-- START OF DATASET EXCERPTS --
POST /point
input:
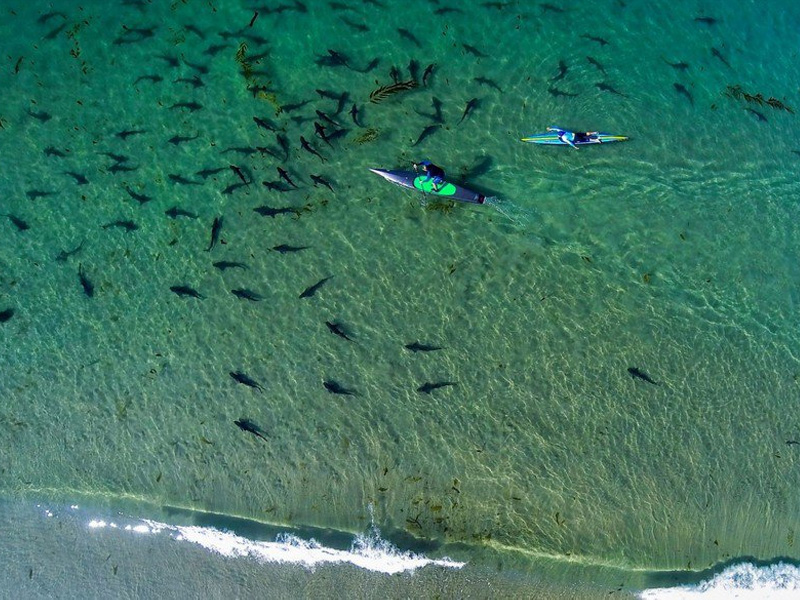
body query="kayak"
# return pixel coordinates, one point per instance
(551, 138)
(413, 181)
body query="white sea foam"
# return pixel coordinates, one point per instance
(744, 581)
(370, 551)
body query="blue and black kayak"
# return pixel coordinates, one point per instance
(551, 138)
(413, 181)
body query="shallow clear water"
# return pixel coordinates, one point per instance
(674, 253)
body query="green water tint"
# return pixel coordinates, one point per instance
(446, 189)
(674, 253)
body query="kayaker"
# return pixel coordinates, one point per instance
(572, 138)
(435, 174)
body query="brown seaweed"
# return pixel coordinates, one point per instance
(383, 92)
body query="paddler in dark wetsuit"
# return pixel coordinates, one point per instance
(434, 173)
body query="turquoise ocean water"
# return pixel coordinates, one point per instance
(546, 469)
-- END OF DATASET EXCERPTS --
-- START OF DATASET EXCERPTS --
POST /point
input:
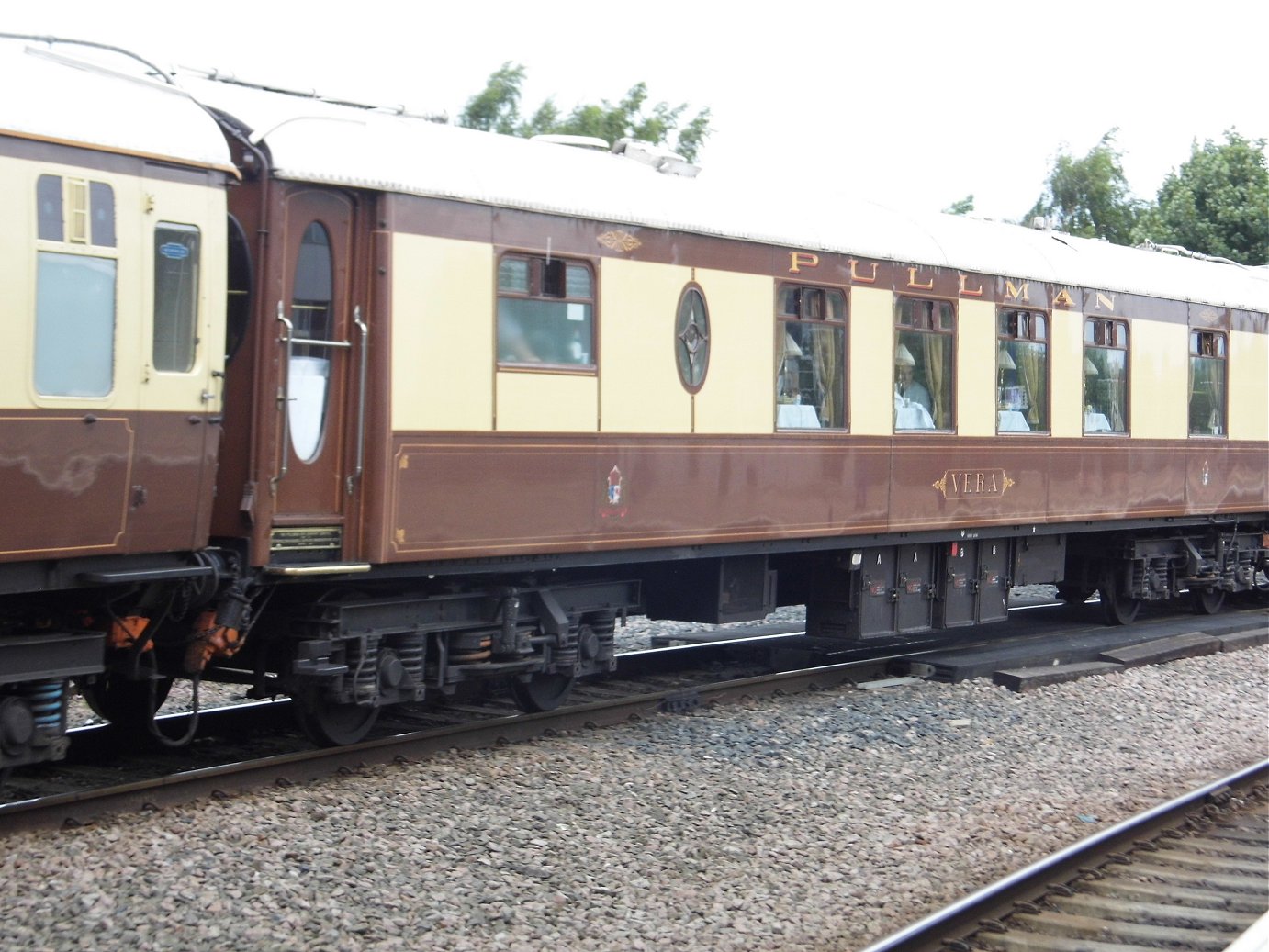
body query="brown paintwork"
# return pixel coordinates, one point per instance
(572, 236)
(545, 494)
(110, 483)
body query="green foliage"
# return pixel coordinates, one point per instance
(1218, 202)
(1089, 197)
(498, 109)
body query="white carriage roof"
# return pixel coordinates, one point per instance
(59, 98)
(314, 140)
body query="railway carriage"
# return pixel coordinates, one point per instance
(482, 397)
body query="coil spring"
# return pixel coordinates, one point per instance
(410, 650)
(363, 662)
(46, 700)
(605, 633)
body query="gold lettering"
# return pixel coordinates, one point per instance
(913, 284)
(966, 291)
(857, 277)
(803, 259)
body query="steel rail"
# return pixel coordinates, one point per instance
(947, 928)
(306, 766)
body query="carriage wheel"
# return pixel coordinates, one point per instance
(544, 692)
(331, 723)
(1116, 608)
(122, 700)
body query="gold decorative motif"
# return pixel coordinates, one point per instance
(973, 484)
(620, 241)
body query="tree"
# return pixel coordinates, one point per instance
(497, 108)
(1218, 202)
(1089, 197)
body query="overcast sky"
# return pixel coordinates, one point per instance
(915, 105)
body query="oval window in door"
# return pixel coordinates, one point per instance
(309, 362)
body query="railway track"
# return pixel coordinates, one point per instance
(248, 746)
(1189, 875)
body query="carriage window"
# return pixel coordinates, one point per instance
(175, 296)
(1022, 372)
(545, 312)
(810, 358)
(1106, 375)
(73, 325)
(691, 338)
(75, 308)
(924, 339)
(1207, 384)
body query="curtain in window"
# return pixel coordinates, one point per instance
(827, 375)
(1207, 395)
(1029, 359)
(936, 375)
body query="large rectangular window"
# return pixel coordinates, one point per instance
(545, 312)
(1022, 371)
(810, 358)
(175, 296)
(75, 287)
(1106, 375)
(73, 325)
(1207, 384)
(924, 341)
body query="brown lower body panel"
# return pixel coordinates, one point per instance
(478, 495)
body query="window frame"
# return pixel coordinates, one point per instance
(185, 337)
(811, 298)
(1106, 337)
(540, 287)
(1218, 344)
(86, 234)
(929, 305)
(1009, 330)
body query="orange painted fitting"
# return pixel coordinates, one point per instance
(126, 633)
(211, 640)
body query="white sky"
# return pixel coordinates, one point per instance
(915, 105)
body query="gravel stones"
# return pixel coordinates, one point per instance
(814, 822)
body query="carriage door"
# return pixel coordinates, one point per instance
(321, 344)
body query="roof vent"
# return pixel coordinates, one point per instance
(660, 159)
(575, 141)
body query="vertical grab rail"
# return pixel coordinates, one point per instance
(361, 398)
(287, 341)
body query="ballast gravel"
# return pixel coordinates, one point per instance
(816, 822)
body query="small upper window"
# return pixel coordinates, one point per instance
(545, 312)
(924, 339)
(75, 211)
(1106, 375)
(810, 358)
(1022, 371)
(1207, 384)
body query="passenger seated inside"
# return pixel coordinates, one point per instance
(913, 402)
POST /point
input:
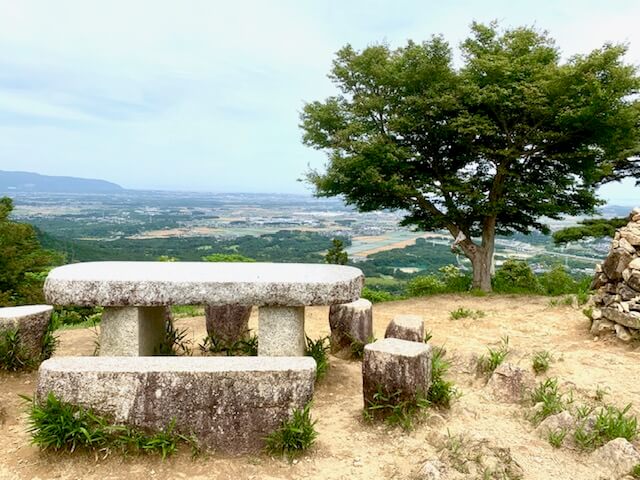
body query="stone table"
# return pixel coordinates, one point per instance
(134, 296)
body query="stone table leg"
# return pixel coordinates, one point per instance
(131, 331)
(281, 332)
-- END OF DATASET EXCERPTS --
-- START OF DATASET EXCERPTS --
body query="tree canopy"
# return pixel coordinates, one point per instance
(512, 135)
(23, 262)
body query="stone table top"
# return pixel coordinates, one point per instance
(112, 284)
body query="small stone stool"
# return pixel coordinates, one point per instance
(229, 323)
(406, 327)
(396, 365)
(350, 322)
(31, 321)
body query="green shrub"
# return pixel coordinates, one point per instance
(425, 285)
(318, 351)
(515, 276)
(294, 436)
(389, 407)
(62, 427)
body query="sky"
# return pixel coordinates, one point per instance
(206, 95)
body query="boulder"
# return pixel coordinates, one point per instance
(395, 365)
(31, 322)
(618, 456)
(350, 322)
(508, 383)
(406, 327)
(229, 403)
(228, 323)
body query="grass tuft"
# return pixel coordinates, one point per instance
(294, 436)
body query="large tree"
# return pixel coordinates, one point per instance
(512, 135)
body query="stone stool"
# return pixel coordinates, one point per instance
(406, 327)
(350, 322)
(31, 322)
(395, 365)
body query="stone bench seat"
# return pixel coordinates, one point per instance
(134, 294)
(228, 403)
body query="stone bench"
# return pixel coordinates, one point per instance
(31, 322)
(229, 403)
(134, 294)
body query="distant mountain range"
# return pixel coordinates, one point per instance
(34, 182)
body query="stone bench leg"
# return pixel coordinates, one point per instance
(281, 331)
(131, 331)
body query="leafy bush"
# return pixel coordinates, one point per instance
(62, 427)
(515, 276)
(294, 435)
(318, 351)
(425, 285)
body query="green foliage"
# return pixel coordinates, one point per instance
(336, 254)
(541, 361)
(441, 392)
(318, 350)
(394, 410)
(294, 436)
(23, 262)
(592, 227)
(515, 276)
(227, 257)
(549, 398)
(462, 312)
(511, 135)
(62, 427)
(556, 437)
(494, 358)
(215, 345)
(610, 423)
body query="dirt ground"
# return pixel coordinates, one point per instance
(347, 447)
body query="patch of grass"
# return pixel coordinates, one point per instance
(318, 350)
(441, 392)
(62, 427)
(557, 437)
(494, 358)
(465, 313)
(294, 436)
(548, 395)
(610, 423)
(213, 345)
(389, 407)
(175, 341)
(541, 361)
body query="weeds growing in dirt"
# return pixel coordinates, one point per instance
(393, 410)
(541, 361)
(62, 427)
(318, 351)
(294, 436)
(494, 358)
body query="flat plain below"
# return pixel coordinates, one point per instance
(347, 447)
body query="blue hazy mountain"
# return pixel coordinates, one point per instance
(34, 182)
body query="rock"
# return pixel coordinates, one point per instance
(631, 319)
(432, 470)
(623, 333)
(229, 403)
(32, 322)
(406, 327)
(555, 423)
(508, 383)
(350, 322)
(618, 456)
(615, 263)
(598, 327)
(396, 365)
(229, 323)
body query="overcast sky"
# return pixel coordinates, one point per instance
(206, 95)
-- END OF DATASET EXCERPTS --
Tally the lines in the rows above that contain the string "railway", with case counting, and give only that number.

2